Action item: Please write out every entry below, word for word.

Entries taken from a collection
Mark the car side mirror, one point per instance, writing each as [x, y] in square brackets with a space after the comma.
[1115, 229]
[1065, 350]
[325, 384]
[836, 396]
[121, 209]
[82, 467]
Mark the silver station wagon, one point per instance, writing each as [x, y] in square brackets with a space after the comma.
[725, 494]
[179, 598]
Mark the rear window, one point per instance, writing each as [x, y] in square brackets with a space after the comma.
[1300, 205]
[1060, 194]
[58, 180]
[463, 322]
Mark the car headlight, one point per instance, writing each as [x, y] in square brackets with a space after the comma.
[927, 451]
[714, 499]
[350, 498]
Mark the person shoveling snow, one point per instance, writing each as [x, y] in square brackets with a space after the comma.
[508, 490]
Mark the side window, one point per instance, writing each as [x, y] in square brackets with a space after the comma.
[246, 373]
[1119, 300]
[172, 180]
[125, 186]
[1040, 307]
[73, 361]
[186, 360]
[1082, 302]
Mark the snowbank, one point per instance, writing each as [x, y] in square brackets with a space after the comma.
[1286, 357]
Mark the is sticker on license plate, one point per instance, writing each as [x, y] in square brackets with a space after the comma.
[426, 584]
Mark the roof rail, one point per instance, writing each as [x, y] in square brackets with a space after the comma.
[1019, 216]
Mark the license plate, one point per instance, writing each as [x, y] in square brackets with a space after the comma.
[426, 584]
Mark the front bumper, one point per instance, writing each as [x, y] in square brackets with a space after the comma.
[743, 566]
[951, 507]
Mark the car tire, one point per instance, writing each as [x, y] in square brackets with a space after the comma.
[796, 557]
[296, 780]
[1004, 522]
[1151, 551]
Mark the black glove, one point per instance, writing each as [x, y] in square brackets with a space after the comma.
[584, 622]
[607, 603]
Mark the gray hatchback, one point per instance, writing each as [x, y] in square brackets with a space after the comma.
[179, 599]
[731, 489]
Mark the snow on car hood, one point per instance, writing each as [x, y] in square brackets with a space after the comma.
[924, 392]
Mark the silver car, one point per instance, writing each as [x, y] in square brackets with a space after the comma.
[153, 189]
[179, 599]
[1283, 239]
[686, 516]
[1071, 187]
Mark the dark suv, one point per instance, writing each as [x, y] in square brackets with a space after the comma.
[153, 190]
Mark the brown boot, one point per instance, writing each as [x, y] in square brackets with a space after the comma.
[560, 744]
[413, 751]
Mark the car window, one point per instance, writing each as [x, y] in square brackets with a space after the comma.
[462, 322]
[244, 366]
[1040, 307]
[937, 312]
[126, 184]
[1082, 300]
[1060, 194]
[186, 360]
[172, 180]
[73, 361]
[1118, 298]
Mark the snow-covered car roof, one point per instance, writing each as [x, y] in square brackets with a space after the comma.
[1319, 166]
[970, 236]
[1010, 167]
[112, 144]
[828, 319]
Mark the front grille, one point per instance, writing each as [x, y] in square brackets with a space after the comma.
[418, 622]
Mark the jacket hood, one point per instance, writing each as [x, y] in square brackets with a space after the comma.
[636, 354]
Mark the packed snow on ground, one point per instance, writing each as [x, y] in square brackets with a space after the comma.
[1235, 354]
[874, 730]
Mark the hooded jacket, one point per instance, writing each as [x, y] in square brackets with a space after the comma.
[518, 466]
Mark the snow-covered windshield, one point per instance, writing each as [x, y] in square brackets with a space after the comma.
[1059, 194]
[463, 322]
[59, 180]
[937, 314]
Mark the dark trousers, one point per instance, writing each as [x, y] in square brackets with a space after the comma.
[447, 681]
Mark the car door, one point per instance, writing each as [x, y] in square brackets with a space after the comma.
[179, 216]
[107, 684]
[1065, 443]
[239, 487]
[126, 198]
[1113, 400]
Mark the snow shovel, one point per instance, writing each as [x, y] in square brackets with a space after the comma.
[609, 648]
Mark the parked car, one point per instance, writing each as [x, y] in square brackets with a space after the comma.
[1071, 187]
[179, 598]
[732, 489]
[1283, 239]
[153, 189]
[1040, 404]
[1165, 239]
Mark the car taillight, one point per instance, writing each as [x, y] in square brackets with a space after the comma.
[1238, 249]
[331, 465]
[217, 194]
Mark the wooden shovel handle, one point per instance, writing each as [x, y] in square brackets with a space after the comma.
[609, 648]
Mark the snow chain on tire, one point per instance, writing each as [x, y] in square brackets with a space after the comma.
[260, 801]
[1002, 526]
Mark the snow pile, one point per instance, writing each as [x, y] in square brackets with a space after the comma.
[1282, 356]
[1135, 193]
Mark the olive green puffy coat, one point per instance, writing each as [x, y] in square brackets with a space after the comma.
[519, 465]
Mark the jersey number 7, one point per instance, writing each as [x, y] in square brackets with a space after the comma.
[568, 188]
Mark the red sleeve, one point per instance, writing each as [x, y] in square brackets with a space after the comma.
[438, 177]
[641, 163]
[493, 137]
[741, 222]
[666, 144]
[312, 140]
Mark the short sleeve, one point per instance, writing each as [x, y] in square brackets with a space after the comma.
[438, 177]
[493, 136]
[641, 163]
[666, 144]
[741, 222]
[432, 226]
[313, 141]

Answer space:
Mark the car side mirror, one point per instance, writing each as [x, y] in square brackets with a space after the comma.
[1115, 229]
[1065, 350]
[325, 384]
[836, 396]
[121, 209]
[82, 467]
Mark the silver station wagon, one point per instance, writing each as [x, y] in square brackets with a space after the comma.
[725, 494]
[179, 598]
Mark the rear window, one point per instance, writing each as [x, y] in square brackets with a space after the comma.
[1300, 205]
[1060, 194]
[58, 180]
[463, 322]
Mark the car headlight, one point per instance, writing each as [x, y] in square brackets with a space after the comma.
[927, 451]
[714, 499]
[350, 498]
Mark the person shoveling snow, one point per instance, writing each as [x, y] in square brackets with a space after the comma.
[508, 490]
Mark the side window, one point per instance, writing each as [x, y] in square brackets with a space after the comma.
[246, 373]
[1119, 300]
[172, 180]
[125, 186]
[1040, 307]
[73, 361]
[186, 360]
[1082, 302]
Mark the snowbank, one point per instance, writing each as [x, y] in square brackets with a space after the comma.
[1286, 357]
Mark the is sticker on license plate, one point per instance, writing each as [x, y] in square brackets with a space after the comma.
[426, 584]
Mark the roof rail, one point per instance, writing each as [x, y] in square brackets with a space after the comma.
[1019, 216]
Mark the license plate, one point per instance, writing each as [x, y] in square brackets with a space after the comma.
[426, 584]
Mark the front bumper, one point per instance, writing each as [x, y] in square brackets with a space after the comma.
[743, 566]
[951, 507]
Mark the car tire, one point per instance, writing each as [x, y] in square brackets with a space after the comma.
[796, 557]
[296, 780]
[1004, 522]
[1151, 551]
Mark the black glove, one point per instance, writing each as [x, y] in square brackets with a space after the comma.
[584, 622]
[607, 603]
Mark the gray hatchback, one point per instance, writing each as [x, y] in square brackets with a space after the comma.
[179, 599]
[731, 489]
Mark the snow on car hood, one point per instance, writing each as [x, y] in square brackets with a space after the comma.
[924, 392]
Mark the silver car, one point per instance, writing each as [x, y] in square brackets with a space after the comma.
[153, 189]
[179, 599]
[1283, 239]
[686, 516]
[1071, 187]
Mark the dark suv, one point per instance, writing each as [x, y] in square brackets with a space after the comma.
[153, 190]
Mark the brown boot, one point per instance, writing each as [x, y] in square brackets with a space after the comma.
[560, 744]
[413, 751]
Mark the car window, one point per instance, writing each as [x, y] in square brackets with a space after the comma.
[462, 322]
[244, 366]
[1040, 307]
[937, 312]
[126, 184]
[1082, 300]
[1060, 194]
[186, 360]
[172, 180]
[73, 361]
[1118, 298]
Mark the snow-covered car roof, one point per instance, writing each as [x, y] in square brackets with a space after the comma.
[1319, 166]
[970, 236]
[1010, 167]
[112, 144]
[828, 319]
Mark the front grille, one point per instance, writing each as [x, y] in square brackets with a space after the comma.
[418, 622]
Mark the jacket hood, one point per instance, writing each as [x, y] in square brackets with a space after the comma.
[636, 354]
Mark the packed snow on ground, one point per instance, writing each as [x, y] in square brackets with a space after the comma.
[1235, 354]
[874, 730]
Mark the hooded jacket, one point per instance, writing each as [x, y] in square brackets with a space after the comma.
[518, 466]
Mark the snow-covered windshield, one point per instance, writing each as [x, y] in square brackets with a space after the comma.
[1059, 194]
[463, 322]
[59, 180]
[937, 314]
Mark the dark trousers, one point per instance, writing each as [x, y] in square brackets with a space after the comma.
[447, 681]
Mark the car door, one point per instance, writing each as [x, y] in square brackets with a space after the comma.
[179, 216]
[107, 684]
[1065, 443]
[239, 487]
[126, 198]
[1113, 400]
Mark the snow shovel, one point per instance, writing each as [x, y] in square brackets with a space after the comma.
[609, 648]
Mark the parked car, one point per instance, writing each as [x, y] in square brackets with a space after the comma.
[1071, 187]
[179, 598]
[732, 489]
[1283, 239]
[153, 189]
[1040, 404]
[1165, 239]
Mark the car taillight, one point per instance, writing each as [x, y] in square brackets with a space after the comma.
[1238, 249]
[331, 465]
[217, 194]
Mark the wooden shovel handle, one point per instance, writing each as [x, y] in square brackets with a space after the comma.
[609, 648]
Mark the snow chain on tire, one point per instance, writing each as [x, y] in square brackets with a space after the comma.
[260, 801]
[1002, 526]
Mark the snow pile, one point per instance, writing each as [x, y] in square brackets with a space after the comma.
[1282, 356]
[1135, 193]
Mark the olive green puffy coat, one point per instance, writing each as [x, y] in square brackets with a space after the comma.
[519, 465]
Mark the jersey number 7, one point per instance, writing each as [x, y] in square brackets with a space after the comma.
[568, 188]
Mark the red sleeve, one point per instance, writing each as [x, y] in square brackets with a space after the comma.
[438, 177]
[641, 163]
[493, 137]
[741, 222]
[666, 144]
[312, 140]
Mark the short sleeve, one point per instance, writing each as [x, y] in square brackets with a space after the comma.
[438, 177]
[493, 136]
[641, 163]
[666, 144]
[741, 222]
[432, 226]
[313, 141]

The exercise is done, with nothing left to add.